The second act is the love story: he wakes Aurora, they eventually become lovers, and ultimately his terrible secret is revealed. Once again, this bit works as a character study for Lawrence’s character, who goes through the same cycle of emotions as we saw Jim, with the added stage of betrayal and rage. Her response to Jim’s selfish act is the most human and believable aspect to her character…then the third act arrives.
Crisis is Not a Cure All.
By now we have a human drama about a very messed up situation. Looking at how compromised people react to awful situations is strong cinema. Think Apocalypse Now or The Count of Monte Cristo. Exploring these issues in such a fabulous setting would be incisive allegory…but the film decides to chuck it all over in favor of a big action third act. Instead of resolving the questions raised by the decisive action of immorally putting Aurora in danger, the two have to work together to save the ship and end up becoming lovers again. Fuck that.
Check Your Privilege.
Passengers has a major problem. Jim’s act is inherently immoral. Yes, he’s desperate. Yes, he’s portrayed sympathetically. But he never once has to own that he did something utterly reprehensible. Lawrence tells him that he is guilty of murder for waking her. It’s more like he’s guilty of rape: he’s essentially imprisoned another person and manipulated her into a sexual relationship with a definite lack of symmetry when it comes to informed consent, but the film is completely unwilling to engage that can of worms. Instead, it seems to want to find any excuse it can to absolve him.
We live in a culture where that is unfortunately the status quo. We victim blame, search for any mitigating circumstance to make the attacker not culpable, and then try to force the victim back into the arms of the perpetrator. “Do you really want to keep making a fuss, dear? He certainly looks like he’s learned his lesson and is being so gosh darn nice now, why not give it another go?” Fuck all of that.

○ ○ ○

▶ WORK INSTRUCTION 1:
Copy the passage of the Passengers review between "The second act" and "a Cure All.", inclusive.
▶ WORK INSTRUCTION 2:
In the Passengers review, what does Lawrence's character tell Jim he is guilty of?
▶ WORK INSTRUCTION 3:
Pick up the Passengers review after its last sentence and keep writing it.

▶ COLLECTED MATERIAL:
○ ○ ○

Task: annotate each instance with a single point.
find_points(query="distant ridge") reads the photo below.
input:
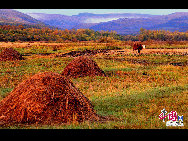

○ ○ ○

▶ EXERCISE OUTPUT 1:
The second act is the love story: he wakes Aurora, they eventually become lovers, and ultimately his terrible secret is revealed. Once again, this bit works as a character study for Lawrence’s character, who goes through the same cycle of emotions as we saw Jim, with the added stage of betrayal and rage. Her response to Jim’s selfish act is the most human and believable aspect to her character…then the third act arrives.
Crisis is Not a Cure All.

▶ EXERCISE OUTPUT 2:
Murder, for waking her.

▶ EXERCISE OUTPUT 3:
From the asymmetry of development, we can clearly see that this is Jim’s story. He’s the focus, and it is his problems that matter. He’s just so likable, and just so lonely, and when the chips are down he is so selfless and nice. If he needs to force his needs on a woman, well, that’s OK because he’s the hero. His needs are all that matter. He’ll make up for all of the unpleasantness in the end by being a gentleman, you just wait and see.
Reject out of Principle.
There is unfortunately way too many movies that enshrine sexually predatory behavior. Just this year, we had Birth of a Nation use rape as a plot device to further the male protagonist’s story. This bullshit needs to die.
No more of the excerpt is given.